Exercise brief:
Below is some material; transcribe all of it exactly.

[Rows from a dataset]
>> begin

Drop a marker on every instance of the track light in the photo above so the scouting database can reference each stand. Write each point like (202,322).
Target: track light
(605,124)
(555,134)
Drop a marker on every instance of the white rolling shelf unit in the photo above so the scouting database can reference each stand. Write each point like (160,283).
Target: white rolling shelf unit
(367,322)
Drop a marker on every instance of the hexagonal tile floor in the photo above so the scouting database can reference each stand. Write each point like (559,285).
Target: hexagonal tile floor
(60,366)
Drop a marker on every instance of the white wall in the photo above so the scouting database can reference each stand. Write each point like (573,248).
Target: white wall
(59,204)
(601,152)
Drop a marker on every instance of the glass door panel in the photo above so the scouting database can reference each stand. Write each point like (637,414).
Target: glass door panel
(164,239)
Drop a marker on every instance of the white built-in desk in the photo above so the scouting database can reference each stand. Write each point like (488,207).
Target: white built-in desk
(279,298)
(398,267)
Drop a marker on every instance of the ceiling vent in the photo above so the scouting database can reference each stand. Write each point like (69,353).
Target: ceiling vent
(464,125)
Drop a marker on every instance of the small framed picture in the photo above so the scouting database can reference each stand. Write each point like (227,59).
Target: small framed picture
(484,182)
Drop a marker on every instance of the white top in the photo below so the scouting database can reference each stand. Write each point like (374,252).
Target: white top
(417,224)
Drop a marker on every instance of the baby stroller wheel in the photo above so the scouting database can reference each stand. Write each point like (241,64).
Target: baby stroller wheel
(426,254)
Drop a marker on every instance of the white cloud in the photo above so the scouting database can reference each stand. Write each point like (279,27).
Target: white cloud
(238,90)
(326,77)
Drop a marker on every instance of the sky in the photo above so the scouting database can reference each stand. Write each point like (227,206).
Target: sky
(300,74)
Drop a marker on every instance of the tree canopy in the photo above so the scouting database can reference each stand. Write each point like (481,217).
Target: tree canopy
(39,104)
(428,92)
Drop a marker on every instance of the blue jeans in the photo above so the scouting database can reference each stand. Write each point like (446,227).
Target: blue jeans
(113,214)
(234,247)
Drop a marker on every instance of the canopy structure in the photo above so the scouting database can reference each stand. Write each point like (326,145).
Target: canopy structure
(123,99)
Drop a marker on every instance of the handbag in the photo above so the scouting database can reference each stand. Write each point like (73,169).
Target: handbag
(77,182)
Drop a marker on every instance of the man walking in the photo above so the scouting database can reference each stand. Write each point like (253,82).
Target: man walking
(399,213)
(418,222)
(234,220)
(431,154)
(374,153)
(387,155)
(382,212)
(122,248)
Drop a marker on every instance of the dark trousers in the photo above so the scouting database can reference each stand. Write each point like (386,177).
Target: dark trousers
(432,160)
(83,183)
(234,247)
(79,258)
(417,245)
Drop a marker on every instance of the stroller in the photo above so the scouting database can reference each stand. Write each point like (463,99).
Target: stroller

>> end

Task solution:
Drop a marker on every instance of the track light in the photo above so the scouting database can reference each stand. Write each point like (202,322).
Target: track light
(605,124)
(555,134)
Drop a marker on every instance of the white rolling shelf unit in the photo above so the scouting database can reference each stand. Write each point like (160,283).
Target: white rolling shelf unit
(367,322)
Drop a marker on every instance of the hexagonal tile floor in the photo above so the scouting database can reference each stand. Write each point like (559,285).
Target: hexagonal tile floor
(60,366)
Drop a marker on every instance of the white wall in the photo above so the scouting database can reference each stand. Write each point like (573,248).
Target: white wall
(59,204)
(601,152)
Drop a marker on every instance of the glass door panel in the photo above so the scouting database can reference each stand. Write each point like (637,414).
Target: glass door panel
(164,239)
Drop a marker on every instance of the white built-in desk in the photo above so the scouting database can reference each stand. Write each point like (488,207).
Target: white built-in desk
(279,298)
(398,267)
Drop a marker on every instance of the ceiling vent in the photo above so the scouting database can reference each stand. Write each point like (69,353).
Target: ceiling vent
(464,125)
Drop a marker on every instance of the small framed picture in the photo above so the scouting database can reference each stand. Write each point like (227,59).
Target: small framed picture
(484,182)
Drop a marker on every instance of the white top in the photo below so the scouting database can reference each stand. Write each point like (374,252).
Target: white top
(417,224)
Drop a marker on every instance of the baby stroller wheel in the photo above so the scouting database can reference each stand. Write each point like (241,64).
Target: baby stroller wheel
(426,254)
Drop a marker on every instance of the white cloud in the photo above so the scouting database can reference each stand. Write each point like (279,27).
Target: white cloud
(238,90)
(326,77)
Drop a marker on every instance of the sky in the photo above so the scouting database can reference each stand. Write each point like (227,206).
Target: sky
(300,74)
Drop a marker on every instance of the tree canopy in the photo above so the scouting database can reference each stand. Write each point like (481,217).
Target: tree canopy
(39,104)
(428,92)
Drop a marker on every instance of the blue jeans in the photo above so the scouting database can reference each stand. Write each point like (446,227).
Target: blue jeans
(113,214)
(234,247)
Drop a marker on every instance of the canopy structure in the photo above so the scouting database can reference each stand. Write each point like (326,145).
Target: canopy structure
(123,99)
Drop a marker on every instance of the handbag in the photo above so the scouting database can reference each stand. Write each point like (73,169).
Target: handbag
(77,182)
Drop a marker on every instance of the man walking in the photo above so the scouting database can reference each stand. Write each point like (253,82).
Target: man walking
(399,213)
(418,222)
(234,220)
(431,154)
(374,153)
(387,155)
(382,212)
(122,248)
Drop a marker on every instance of the dark trousers in the photo above so the scouting database can reference each stand. Write each point like (386,177).
Target: dark trousers
(432,160)
(83,183)
(234,247)
(79,258)
(417,245)
Drop a marker on every instance of the stroller in the photo above so the scouting database can reference each stand. Write each point like (463,99).
Target: stroller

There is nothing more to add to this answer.